## [Required action]
Give the lines below again exactly, starting with the line that holds "Target: tree" and going on through the line that holds "Might you point out the corrugated".
[Data for the task Boundary: Start]
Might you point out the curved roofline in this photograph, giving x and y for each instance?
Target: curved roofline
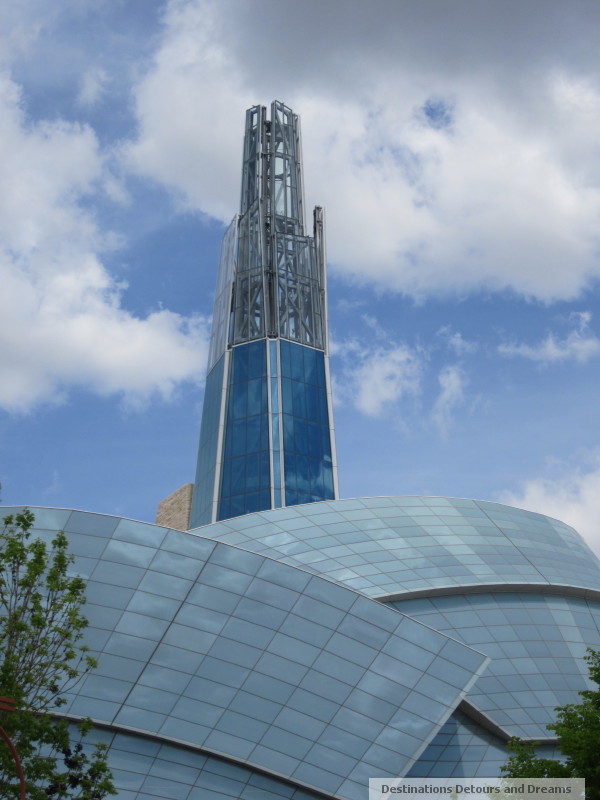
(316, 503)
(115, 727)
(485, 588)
[Data for the task Boundary: End]
[Data for the task Boundary: Start]
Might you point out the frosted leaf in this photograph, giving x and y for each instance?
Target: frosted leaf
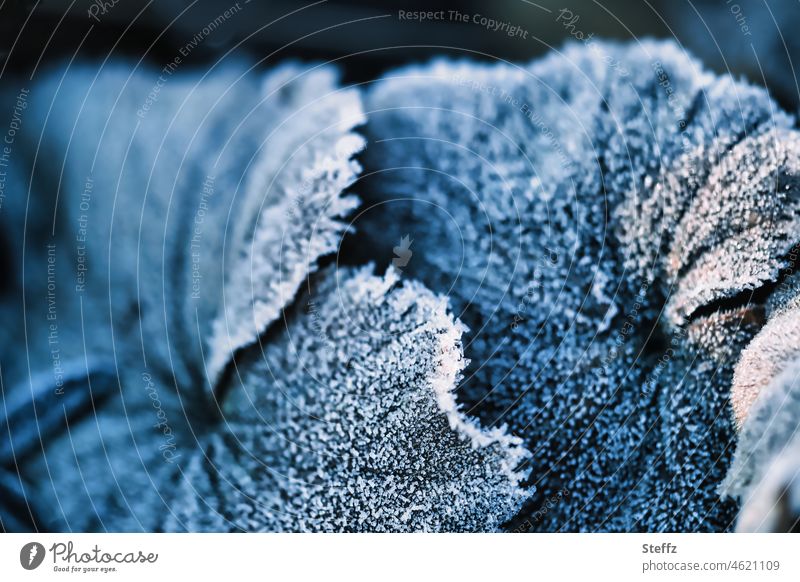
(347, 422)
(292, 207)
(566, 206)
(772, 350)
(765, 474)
[Data for the task Boundary: End]
[Data for the task Boundary: Start]
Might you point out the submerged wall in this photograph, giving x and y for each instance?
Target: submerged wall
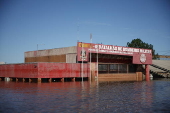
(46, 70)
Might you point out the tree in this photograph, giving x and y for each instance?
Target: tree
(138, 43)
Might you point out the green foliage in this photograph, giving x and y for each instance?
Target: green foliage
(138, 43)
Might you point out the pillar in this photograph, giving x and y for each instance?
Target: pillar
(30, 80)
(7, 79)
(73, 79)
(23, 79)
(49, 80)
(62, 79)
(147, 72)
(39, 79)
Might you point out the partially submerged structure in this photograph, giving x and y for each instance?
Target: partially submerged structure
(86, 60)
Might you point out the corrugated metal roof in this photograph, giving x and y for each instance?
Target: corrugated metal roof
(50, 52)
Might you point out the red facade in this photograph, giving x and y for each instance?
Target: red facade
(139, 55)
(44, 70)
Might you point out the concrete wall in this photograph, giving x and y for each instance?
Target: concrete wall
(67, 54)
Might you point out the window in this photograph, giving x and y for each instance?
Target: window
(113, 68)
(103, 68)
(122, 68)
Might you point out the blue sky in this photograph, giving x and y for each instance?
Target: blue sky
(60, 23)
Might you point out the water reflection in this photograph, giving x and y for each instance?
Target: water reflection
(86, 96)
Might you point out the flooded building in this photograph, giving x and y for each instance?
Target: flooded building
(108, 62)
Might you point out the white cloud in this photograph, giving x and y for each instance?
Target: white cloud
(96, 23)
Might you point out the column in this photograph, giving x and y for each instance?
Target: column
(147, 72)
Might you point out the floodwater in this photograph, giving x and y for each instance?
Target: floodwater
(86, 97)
[Data for the task Boundary: End]
## [Problem solution]
Target: tree
(138, 43)
Might you point out the green foliage in this photograph, giving x and y for each instance?
Target: green foliage
(138, 43)
Might you point out the pillar in this photograph, giving x and y for each instance?
Target: pillar
(30, 80)
(7, 79)
(73, 79)
(23, 79)
(49, 80)
(62, 79)
(147, 72)
(39, 79)
Might you point out the partially submerged structure in this photograph, giving x and y for each instance?
Target: partially submerged structure
(86, 60)
Might you point out the corrugated metal roof in this photograph, giving x and y for each instance?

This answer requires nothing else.